» **課題**
以下の記録から、文字列「concrete」を含む行をすべて抜き出して写してください。大文字と小文字は区別します。

» **座標ラベル付けデータ**
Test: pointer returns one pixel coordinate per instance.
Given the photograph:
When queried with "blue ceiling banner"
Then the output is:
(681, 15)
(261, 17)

---

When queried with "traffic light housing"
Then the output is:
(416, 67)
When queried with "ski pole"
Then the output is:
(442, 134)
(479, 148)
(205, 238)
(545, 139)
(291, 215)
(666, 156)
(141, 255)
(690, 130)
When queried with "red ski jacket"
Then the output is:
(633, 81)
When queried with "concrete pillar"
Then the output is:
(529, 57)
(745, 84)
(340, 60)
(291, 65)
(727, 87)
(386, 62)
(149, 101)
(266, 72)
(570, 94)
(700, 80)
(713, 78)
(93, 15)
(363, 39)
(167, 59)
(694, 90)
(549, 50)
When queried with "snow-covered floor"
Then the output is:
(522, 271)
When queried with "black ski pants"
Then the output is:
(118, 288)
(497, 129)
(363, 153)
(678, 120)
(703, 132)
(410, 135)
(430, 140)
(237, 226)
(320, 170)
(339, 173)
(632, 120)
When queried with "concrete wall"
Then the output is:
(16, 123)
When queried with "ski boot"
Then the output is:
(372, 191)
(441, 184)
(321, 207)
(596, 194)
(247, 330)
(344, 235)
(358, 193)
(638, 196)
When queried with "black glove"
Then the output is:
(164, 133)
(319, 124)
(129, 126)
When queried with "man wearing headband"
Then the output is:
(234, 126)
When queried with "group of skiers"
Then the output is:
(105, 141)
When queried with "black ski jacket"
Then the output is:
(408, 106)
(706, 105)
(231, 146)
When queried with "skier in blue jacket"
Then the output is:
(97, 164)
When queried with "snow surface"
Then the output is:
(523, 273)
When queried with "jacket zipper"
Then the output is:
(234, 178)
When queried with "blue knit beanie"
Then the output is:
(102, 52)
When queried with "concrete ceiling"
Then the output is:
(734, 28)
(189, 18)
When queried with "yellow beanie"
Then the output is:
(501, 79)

» **正解**
When queried with "concrete pillar"
When queried with "concrete wall"
When queried with "concrete ceiling"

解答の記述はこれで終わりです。